● **PROVIDED PASSAGE**
__________________________________________________
Re: [discuss][data source v2] remove type parameter in DataReader/WriterFactory

2018-04-17 Thread Wenchen Fan
Yea definitely not. The only requirement is, the DataReader/WriterFactory
must support at least one DataFormat.

>  how are we going to express capability of the given reader of its
supported format(s), or specific support for each of “real-time data in row
format, and history data in columnar format”?

When DataSourceReader/Writer create factories, the factory must contain
enough information to decide the data format. Let's take ORC as an example.
In OrcReaderFactory, it knows which files to read, and which columns to
output. Since now Spark only support columnar scan for simple types,
OrcReaderFactory will only output ColumnarBatch if the columns to scan are
all simple types.

On Tue, Apr 17, 2018 at 11:38 AM, Felix Cheung 
wrote:

> Is it required for DataReader to support all known DataFormat?
>
> Hopefully, not, as assumed by the ‘throw’ in the interface. Then
> specifically how are we going to express capability of the given reader of
> its supported format(s), or specific support for each of “real-time data in
> row format, and history data in columnar format”?
>
>
> --
> *From:* Wenchen Fan 
> *Sent:* Sunday, April 15, 2018 7:45:01 PM
> *To:* Spark dev list
> *Subject:* [discuss][data source v2] remove type parameter in
> DataReader/WriterFactory
>
> Hi all,
>
> I'd like to propose an API change to the data source v2.
__________________________________________________
● **ENTRIES PROVIDED**
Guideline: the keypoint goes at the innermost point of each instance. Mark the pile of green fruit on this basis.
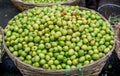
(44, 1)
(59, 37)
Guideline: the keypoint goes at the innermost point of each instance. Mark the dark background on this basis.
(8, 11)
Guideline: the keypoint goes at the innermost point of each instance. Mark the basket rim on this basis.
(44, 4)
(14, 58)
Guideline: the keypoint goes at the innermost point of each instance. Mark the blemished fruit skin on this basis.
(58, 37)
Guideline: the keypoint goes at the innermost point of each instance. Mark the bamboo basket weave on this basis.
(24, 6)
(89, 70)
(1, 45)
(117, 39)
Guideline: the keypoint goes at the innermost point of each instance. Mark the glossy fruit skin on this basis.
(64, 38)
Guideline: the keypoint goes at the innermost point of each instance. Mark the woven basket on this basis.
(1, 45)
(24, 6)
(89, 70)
__________________________________________________
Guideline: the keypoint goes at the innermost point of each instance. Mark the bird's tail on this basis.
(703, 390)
__________________________________________________
● **SHORT PROBLEM 1**
Please pull out everything in the data source v2 thread from "2018-04-17 Thread Wenchen" down to "as an example.".
● **SHORT PROBLEM 2**
Sum up the data source v2 thread in two sentences.

● **EXPECTED ANSWER 1**
2018-04-17 Thread Wenchen Fan
Yea definitely not. The only requirement is, the DataReader/WriterFactory
must support at least one DataFormat.

>  how are we going to express capability of the given reader of its
supported format(s), or specific support for each of “real-time data in row
format, and history data in columnar format”?

When DataSourceReader/Writer create factories, the factory must contain
enough information to decide the data format. Let's take ORC as an example.

● **EXPECTED ANSWER 2**
Wenchen Fan replies that a DataReader/WriterFactory doesn't have to support every DataFormat, only at least one. The factory must carry enough information to decide the data format: OrcReaderFactory, for example, outputs ColumnarBatch only when all the columns to scan are simple types, because Spark currently supports columnar scan only for simple types.